### Given request
Put the material below into a numbered list, one line per item, skipping any blank lines and leaving out the pictures.

### Provided data
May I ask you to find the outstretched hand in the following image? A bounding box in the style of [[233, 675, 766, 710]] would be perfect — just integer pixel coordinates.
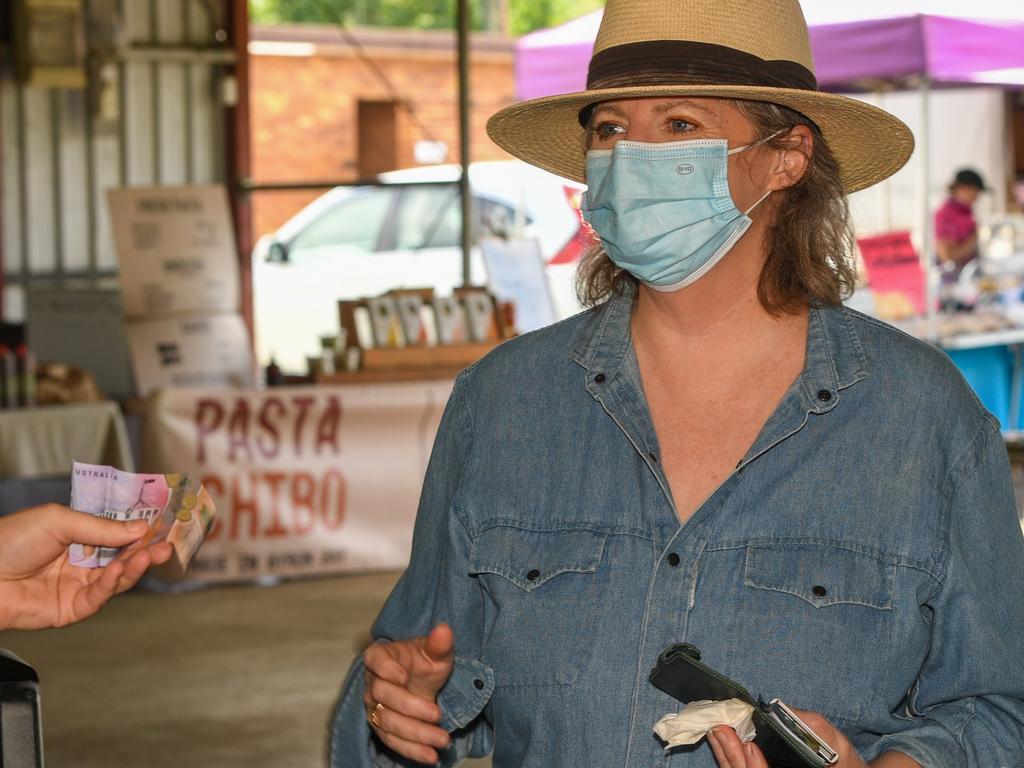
[[0, 504, 171, 630]]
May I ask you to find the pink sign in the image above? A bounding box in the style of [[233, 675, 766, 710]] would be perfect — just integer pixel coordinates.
[[857, 231, 925, 314]]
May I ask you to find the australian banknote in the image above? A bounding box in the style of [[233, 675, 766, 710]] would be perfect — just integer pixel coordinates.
[[70, 462, 216, 578]]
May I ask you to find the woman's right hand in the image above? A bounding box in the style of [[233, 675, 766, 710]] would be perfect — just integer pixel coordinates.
[[362, 624, 455, 765]]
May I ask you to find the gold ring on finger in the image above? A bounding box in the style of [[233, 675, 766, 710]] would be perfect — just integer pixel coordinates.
[[370, 701, 384, 728]]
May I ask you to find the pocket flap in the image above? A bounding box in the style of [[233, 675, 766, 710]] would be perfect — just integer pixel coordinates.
[[469, 525, 607, 592], [743, 544, 896, 609]]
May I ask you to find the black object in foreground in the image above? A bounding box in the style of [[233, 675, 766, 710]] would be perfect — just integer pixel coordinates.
[[0, 649, 43, 768], [649, 643, 839, 768]]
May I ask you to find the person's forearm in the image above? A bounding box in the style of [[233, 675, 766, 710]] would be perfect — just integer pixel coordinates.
[[869, 752, 921, 768]]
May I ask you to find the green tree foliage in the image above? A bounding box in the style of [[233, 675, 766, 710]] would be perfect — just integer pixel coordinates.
[[249, 0, 604, 35]]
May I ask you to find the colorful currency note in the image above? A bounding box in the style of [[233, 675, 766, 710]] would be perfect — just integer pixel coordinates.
[[70, 462, 216, 579]]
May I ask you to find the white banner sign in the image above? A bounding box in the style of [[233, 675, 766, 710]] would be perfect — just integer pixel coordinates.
[[142, 382, 452, 582]]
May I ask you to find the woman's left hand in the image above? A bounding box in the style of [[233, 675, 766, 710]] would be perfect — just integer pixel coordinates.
[[708, 710, 867, 768]]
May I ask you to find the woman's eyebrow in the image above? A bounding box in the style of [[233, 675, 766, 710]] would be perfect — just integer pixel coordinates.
[[652, 98, 715, 117], [594, 104, 627, 118]]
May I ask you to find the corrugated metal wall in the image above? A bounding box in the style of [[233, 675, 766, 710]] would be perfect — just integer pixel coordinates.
[[0, 0, 234, 321]]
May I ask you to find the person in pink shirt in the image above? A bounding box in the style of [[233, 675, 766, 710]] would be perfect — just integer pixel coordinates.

### Answer for this exercise
1. May I ask you to find the outstretched hand in the following image? A bounding box in the style of [[233, 675, 766, 710]] would be perfect — just integer pixel coordinates.
2. [[0, 504, 171, 630]]
3. May I ask you to find the pink sign in the image above? A bounding box in the style of [[233, 675, 766, 710]] would be perfect — just integer pixel coordinates.
4. [[857, 231, 925, 314]]
5. May I ask you to find the australian banknote in the image above? A bounding box in the style of [[233, 675, 766, 710]] would be perfect — just integer pixel coordinates.
6. [[70, 462, 216, 578]]
7. May I ask you to find the woman's right hand in the image above? A bounding box in the style of [[233, 675, 766, 710]] would be perfect — just integer pixel coordinates.
8. [[362, 624, 455, 765]]
9. May I ask you to find the gold ring on finger in the image above? A bounding box in the style of [[233, 675, 766, 710]] would be perfect — just integer pixel coordinates.
10. [[370, 701, 384, 728]]
11. May I ask you to find the pocket flap in the image above? A bounding box in the style of [[233, 675, 766, 710]] would be perfect — just integer pixel coordinates.
12. [[469, 525, 607, 592], [743, 544, 896, 609]]
13. May I ask you to find the black object in foreground in the image above? A bounding box in the style of [[233, 675, 766, 710]] would be perfect — just integer pixel coordinates.
14. [[0, 649, 43, 768], [649, 643, 839, 768]]
15. May I ask you to find the person's forearm in the image above? A bounding box in the style of [[233, 675, 766, 710]] would be perfect — just integer pixel coordinates.
16. [[869, 752, 921, 768]]
17. May I ask you to find the green tree foliage in the image above? A bounding box in the style of [[233, 675, 766, 710]] would be perfect — just integer pixel coordinates.
18. [[249, 0, 604, 35]]
19. May I ask you to find the colorful currency note in the image above? A bounding box in the style of [[233, 675, 766, 710]] would be perfect — just integer pixel coordinates.
20. [[70, 462, 216, 579]]
21. May I ask you to find the white banner sign in the image above? A bounding box in the style of [[233, 675, 766, 710]] would be perfect — just integer pixel coordinates.
22. [[142, 382, 452, 582]]
23. May I ask you to find the woman's left hand in the image above? A bounding box in the style of [[233, 675, 766, 710]] would be perfect — just integer pixel coordinates.
24. [[708, 710, 867, 768]]
25. May I ask you to find the woman's eyebrow in the image above? A bounding box in the style of [[233, 675, 766, 710]] would be perfect — just integer pixel coordinates.
26. [[652, 98, 715, 117], [594, 104, 627, 118]]
27. May I ask you to find the corrugated metal wall in the image above? A bounding box in the style of [[233, 675, 766, 710]] would be perfect — just integer pixel coordinates.
28. [[0, 0, 234, 321]]
29. May I ask you to find the person in pink shirt in the image above? A bounding box in the style of [[233, 675, 766, 710]] would be perfect — just integer pixel coordinates.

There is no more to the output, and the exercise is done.